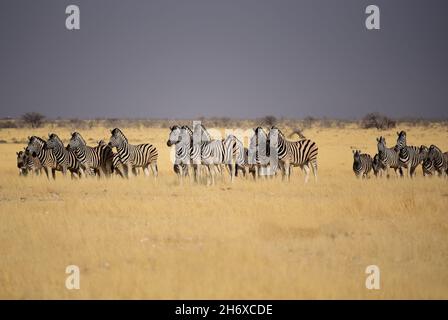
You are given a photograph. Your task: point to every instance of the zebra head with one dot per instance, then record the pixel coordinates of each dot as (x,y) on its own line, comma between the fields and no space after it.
(423,151)
(401,140)
(35,146)
(117,138)
(381,144)
(200,134)
(54,141)
(21,159)
(356,156)
(175,135)
(276,136)
(76,141)
(434,153)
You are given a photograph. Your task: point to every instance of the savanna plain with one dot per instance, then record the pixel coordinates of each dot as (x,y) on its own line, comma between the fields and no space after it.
(158,239)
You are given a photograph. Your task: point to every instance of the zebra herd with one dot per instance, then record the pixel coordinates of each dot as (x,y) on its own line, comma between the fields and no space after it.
(267,154)
(80,159)
(401,157)
(196,154)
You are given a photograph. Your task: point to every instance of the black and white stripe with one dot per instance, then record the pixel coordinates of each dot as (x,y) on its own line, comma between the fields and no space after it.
(411,157)
(134,156)
(302,153)
(377,166)
(181,138)
(65,159)
(212,152)
(439,160)
(28,164)
(37,148)
(389,157)
(94,159)
(362,164)
(258,154)
(234,155)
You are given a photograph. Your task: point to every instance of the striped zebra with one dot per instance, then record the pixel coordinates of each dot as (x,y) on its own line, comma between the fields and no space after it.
(134,156)
(212,152)
(389,157)
(95,159)
(37,148)
(428,167)
(27,163)
(247,167)
(401,140)
(65,159)
(181,138)
(362,164)
(234,156)
(258,154)
(302,153)
(377,166)
(439,160)
(411,157)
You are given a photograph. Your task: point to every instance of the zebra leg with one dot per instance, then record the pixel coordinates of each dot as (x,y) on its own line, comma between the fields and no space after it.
(306,169)
(146,171)
(314,167)
(154,169)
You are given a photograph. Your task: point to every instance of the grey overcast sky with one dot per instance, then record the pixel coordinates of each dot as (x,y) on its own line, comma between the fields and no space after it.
(233,58)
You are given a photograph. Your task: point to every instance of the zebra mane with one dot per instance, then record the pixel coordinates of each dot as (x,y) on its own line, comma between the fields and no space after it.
(204,131)
(39,140)
(118,132)
(55,137)
(258,129)
(434,147)
(79,136)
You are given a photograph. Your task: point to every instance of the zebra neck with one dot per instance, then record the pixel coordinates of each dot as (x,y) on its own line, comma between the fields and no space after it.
(123,151)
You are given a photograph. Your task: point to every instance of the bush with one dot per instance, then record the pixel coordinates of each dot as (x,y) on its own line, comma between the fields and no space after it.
(34,119)
(270,121)
(378,121)
(7,124)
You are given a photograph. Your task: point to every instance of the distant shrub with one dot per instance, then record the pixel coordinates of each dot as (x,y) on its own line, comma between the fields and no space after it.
(34,119)
(378,121)
(308,122)
(8,124)
(269,121)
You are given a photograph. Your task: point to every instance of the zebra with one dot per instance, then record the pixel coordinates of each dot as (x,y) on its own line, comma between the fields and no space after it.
(439,160)
(362,164)
(389,157)
(258,154)
(428,167)
(234,156)
(37,148)
(377,166)
(96,159)
(302,153)
(181,138)
(212,152)
(401,140)
(411,157)
(65,159)
(27,164)
(134,156)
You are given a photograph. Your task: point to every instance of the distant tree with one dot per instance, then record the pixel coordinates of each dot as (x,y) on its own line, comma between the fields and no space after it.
(270,121)
(34,119)
(378,121)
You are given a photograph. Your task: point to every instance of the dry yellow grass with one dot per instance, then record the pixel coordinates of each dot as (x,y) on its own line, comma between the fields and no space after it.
(156,239)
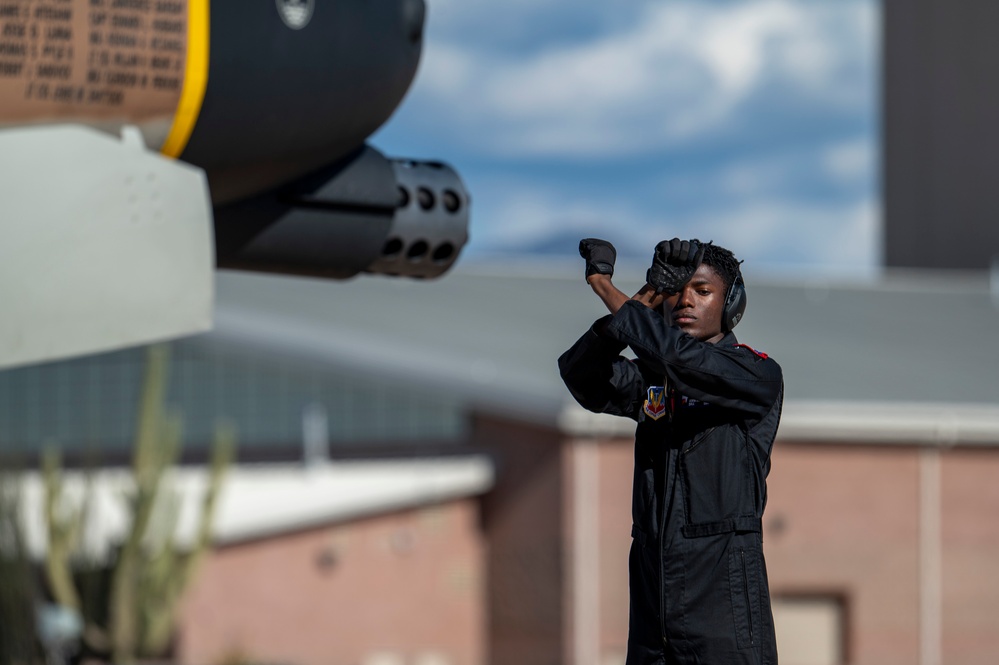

====

[Required work]: Rewrite the listing from the line containing "the zebra with" through the end of the listing, both ends included, with "dry yellow grass" changed to "dry golden grass" and every other word kept as it is. Omit the pictures from your answer.

[Correct result]:
You are given a photograph. Your task: point to every instance of the zebra with one dot per instance, then record the pixel coordinates of each dot as (x,y) on its own line, comma between the fields and no space after it.
(439,160)
(362,164)
(389,157)
(258,154)
(428,167)
(234,156)
(37,148)
(377,166)
(96,159)
(302,153)
(181,138)
(212,152)
(401,140)
(411,157)
(65,159)
(27,164)
(134,156)
You are given a photograph. Your task: point to every instance of the distant tree with one dot per instance, then record the pixel coordinates of each dot as (x,y) on its own line, comma between the fields and no space after it.
(270,121)
(34,119)
(378,121)
You are given a photograph. Your task: point to every instance of the dry golden grass with one dot per instance, then record the pixel coordinates of each dot as (x,y) on its own line, comma between the fields and no space after it.
(156,239)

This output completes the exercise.